**** INPUT ROWS ****

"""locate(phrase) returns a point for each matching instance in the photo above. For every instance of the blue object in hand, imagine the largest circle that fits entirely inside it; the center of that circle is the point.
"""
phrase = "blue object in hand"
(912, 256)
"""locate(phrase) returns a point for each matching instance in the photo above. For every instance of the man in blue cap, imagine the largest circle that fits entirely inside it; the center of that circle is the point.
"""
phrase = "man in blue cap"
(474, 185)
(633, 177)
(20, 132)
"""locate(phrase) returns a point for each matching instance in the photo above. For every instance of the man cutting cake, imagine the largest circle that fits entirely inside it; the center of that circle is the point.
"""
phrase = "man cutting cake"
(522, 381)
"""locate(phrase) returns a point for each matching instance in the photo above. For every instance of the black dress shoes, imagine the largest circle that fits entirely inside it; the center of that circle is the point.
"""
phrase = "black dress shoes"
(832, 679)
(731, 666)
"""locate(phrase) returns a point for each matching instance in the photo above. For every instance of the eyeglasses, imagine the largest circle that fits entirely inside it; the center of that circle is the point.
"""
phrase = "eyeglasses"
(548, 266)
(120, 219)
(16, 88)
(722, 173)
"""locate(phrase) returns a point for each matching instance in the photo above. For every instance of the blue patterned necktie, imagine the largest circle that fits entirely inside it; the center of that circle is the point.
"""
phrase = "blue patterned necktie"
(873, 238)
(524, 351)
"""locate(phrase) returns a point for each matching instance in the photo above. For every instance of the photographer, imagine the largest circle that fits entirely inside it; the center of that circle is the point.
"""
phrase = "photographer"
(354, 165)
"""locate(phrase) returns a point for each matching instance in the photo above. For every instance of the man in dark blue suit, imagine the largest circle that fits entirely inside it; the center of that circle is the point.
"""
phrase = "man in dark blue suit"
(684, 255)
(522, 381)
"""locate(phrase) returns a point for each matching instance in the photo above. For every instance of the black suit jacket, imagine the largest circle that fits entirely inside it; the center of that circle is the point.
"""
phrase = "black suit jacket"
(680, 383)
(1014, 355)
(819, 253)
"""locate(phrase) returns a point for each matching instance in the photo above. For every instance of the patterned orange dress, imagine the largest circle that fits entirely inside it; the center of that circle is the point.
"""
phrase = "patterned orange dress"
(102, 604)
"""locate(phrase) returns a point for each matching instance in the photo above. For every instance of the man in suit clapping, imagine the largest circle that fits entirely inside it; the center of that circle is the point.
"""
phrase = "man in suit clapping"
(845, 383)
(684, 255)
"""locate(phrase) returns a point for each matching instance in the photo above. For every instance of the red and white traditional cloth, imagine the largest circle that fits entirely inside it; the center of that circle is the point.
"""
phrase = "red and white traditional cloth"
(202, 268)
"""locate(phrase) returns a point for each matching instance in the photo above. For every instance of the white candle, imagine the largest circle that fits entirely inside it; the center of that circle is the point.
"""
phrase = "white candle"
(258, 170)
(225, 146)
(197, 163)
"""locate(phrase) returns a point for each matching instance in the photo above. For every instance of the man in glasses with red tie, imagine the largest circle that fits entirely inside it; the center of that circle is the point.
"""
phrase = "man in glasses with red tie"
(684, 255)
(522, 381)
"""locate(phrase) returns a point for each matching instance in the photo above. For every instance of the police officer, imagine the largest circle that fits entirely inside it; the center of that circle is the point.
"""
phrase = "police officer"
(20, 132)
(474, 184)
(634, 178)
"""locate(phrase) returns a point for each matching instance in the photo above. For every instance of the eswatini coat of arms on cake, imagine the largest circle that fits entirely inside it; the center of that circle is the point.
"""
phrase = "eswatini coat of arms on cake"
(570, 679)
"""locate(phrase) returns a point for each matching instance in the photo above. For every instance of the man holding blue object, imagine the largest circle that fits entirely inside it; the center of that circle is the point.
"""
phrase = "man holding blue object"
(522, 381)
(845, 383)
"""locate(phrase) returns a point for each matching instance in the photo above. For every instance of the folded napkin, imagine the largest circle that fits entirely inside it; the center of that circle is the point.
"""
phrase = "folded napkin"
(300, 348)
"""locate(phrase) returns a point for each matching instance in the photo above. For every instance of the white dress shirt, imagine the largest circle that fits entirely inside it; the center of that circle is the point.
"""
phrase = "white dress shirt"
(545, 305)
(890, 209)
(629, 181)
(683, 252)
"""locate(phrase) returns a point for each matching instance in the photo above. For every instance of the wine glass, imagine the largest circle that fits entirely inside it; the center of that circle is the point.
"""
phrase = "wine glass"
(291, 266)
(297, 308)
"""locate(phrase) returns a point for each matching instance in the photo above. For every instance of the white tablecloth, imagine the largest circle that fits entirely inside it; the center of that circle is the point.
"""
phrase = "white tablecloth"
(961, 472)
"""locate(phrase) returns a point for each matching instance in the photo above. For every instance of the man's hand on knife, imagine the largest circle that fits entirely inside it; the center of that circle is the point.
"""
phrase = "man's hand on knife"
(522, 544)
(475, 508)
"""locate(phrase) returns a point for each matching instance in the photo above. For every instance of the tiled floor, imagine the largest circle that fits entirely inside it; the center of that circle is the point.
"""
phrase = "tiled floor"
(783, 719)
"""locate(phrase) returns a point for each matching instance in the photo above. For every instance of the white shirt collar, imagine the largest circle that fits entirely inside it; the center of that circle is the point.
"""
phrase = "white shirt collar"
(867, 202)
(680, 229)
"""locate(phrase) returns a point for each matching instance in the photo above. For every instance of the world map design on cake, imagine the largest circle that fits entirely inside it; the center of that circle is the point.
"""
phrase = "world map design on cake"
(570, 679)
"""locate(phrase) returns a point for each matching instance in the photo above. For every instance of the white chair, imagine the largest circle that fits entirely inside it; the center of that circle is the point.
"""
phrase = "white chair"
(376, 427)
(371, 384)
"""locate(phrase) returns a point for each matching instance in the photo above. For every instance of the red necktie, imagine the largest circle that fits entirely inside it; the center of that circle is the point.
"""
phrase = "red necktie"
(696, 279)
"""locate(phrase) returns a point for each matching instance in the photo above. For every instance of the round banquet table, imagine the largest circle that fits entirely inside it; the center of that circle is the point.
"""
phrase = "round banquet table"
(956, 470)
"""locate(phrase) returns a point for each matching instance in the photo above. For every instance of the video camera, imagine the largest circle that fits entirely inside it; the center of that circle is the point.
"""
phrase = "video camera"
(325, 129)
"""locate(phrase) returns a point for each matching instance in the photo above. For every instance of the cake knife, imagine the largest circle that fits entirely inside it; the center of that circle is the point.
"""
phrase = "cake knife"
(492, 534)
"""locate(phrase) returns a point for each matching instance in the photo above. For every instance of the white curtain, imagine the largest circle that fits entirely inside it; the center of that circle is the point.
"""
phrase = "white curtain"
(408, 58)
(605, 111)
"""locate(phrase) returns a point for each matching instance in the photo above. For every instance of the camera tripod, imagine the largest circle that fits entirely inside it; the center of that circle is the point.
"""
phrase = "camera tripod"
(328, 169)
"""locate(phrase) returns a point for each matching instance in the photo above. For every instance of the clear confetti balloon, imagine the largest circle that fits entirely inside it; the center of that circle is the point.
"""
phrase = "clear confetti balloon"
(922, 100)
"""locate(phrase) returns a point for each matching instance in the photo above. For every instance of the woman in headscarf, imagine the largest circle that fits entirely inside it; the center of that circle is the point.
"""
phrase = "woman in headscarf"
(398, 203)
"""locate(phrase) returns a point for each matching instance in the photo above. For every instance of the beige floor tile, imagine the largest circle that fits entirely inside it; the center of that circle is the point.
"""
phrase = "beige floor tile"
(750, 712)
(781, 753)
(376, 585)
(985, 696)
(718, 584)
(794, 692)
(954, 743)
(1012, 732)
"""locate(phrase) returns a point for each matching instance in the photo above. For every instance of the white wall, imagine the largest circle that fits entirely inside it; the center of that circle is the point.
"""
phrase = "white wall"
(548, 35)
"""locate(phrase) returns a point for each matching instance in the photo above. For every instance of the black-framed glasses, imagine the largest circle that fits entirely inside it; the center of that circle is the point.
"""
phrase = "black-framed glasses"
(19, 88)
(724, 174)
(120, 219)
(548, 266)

****
**** INPUT ROWS ****

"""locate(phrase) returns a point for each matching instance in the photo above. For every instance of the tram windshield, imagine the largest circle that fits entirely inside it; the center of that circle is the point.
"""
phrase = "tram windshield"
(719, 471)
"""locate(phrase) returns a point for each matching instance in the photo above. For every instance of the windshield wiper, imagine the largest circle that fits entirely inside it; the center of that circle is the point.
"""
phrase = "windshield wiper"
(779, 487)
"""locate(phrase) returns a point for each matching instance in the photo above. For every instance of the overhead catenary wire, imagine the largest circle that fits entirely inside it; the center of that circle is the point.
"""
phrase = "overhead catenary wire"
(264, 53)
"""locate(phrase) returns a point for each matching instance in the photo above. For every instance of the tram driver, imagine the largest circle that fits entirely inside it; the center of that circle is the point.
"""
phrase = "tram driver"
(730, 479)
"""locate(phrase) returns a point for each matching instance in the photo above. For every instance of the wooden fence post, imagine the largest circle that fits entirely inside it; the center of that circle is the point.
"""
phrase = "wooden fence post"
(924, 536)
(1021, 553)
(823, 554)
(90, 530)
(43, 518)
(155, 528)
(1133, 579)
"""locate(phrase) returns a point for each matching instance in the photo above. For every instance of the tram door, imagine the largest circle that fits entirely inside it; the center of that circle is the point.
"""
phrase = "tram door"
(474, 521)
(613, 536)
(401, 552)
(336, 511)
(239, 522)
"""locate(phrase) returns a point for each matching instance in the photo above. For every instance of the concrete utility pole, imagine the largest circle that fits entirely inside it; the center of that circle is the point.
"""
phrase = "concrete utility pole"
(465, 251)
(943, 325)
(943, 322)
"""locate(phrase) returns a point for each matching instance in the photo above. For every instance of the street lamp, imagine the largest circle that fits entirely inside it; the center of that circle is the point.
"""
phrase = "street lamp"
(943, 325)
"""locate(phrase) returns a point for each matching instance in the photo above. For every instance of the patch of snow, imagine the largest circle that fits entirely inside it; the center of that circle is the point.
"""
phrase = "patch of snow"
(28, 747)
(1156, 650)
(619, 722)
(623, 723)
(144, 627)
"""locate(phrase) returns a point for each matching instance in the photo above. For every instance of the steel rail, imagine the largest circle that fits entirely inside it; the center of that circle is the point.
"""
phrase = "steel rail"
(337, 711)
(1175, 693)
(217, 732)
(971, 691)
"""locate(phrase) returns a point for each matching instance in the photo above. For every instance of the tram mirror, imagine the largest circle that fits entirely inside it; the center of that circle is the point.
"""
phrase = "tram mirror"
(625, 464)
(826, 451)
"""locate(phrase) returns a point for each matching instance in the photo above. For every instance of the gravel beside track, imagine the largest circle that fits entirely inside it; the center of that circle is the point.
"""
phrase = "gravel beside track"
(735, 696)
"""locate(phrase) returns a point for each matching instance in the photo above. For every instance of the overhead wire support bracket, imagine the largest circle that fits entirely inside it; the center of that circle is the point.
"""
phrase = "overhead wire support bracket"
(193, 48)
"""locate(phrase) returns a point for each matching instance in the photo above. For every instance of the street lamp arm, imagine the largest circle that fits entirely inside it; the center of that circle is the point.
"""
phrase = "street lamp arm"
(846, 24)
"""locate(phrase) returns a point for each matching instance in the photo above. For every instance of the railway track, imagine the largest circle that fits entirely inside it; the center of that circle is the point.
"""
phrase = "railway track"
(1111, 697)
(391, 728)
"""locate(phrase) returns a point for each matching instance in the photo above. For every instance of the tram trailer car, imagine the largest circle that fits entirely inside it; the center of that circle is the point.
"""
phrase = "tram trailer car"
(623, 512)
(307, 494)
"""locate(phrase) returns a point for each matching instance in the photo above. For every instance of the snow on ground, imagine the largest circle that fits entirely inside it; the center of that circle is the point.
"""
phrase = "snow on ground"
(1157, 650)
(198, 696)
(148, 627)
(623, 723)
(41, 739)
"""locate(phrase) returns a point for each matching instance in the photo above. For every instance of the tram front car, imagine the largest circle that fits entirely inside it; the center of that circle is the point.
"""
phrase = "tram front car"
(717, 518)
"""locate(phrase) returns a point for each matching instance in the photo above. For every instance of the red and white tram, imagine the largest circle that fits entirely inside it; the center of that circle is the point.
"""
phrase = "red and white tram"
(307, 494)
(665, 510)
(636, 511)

****

Display every line of the data above that contains the string "arms".

"""locate(phrase) returns a point for each matching instance in the photo above. For every instance of the eswatini coat of arms on cake, imagine the largest circle that fits entirely inside it; the center of that circle is the point.
phrase = "eswatini coat of arms on cake"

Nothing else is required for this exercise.